**ENTRIES SUPPLIED**:
⁂

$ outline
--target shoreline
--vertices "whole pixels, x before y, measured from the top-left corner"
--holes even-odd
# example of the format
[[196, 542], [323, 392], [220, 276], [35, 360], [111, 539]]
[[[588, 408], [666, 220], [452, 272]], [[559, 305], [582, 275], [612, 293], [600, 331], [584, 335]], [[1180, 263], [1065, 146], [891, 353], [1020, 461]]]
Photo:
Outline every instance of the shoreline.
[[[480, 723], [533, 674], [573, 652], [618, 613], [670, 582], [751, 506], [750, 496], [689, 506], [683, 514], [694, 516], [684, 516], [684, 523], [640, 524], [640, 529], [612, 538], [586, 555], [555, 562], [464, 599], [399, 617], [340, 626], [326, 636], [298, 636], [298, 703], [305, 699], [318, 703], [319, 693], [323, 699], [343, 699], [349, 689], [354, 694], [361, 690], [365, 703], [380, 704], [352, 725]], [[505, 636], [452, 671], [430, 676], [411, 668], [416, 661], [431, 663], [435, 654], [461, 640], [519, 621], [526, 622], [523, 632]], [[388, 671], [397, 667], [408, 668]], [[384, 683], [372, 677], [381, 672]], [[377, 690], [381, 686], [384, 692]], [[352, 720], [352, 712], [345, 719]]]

⁂

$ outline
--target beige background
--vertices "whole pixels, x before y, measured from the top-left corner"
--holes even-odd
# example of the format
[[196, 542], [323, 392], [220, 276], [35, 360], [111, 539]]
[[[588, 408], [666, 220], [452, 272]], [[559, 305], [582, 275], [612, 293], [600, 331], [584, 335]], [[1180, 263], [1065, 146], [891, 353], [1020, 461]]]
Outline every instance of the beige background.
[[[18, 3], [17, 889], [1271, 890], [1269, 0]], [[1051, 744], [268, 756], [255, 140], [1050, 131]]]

⁂

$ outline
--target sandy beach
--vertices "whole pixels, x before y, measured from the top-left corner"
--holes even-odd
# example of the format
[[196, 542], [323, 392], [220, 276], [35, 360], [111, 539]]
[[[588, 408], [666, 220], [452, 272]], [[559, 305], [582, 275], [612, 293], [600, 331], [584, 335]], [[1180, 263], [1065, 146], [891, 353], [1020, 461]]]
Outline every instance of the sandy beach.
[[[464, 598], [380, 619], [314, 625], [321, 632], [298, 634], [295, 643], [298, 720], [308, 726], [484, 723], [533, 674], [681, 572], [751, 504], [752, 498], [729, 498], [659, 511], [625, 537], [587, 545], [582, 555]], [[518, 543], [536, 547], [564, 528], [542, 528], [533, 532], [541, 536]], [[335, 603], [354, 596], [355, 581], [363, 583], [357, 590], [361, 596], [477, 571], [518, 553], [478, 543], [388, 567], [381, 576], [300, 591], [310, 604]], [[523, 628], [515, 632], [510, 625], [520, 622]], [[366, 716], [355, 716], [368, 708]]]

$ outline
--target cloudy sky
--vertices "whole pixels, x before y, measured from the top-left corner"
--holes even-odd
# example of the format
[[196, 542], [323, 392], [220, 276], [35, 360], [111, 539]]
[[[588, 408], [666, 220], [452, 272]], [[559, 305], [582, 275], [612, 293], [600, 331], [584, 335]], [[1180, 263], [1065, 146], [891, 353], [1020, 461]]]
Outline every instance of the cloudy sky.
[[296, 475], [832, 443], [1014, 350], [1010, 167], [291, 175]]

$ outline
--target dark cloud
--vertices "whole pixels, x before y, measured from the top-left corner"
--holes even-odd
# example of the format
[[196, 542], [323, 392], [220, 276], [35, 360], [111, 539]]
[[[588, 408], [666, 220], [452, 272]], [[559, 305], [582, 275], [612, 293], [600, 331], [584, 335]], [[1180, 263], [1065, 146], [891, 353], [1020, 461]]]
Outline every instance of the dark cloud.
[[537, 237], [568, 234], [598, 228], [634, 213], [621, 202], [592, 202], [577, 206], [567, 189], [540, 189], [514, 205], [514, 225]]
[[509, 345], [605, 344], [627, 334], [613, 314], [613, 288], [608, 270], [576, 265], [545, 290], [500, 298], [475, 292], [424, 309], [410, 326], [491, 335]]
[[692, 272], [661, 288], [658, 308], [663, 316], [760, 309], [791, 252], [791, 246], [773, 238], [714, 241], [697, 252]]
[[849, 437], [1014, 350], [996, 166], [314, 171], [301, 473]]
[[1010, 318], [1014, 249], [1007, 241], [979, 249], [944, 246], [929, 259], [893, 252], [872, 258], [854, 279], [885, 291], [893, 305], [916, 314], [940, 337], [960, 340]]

⁂

**PROBLEM STATEMENT**:
Extract each line of the entries above that contains the string "target" with the same capitalization, and copy those lines in full.

**EXERCISE RESPONSE**:
--target shoreline
--target beige background
--target sandy beach
--target cloudy sky
--target dark cloud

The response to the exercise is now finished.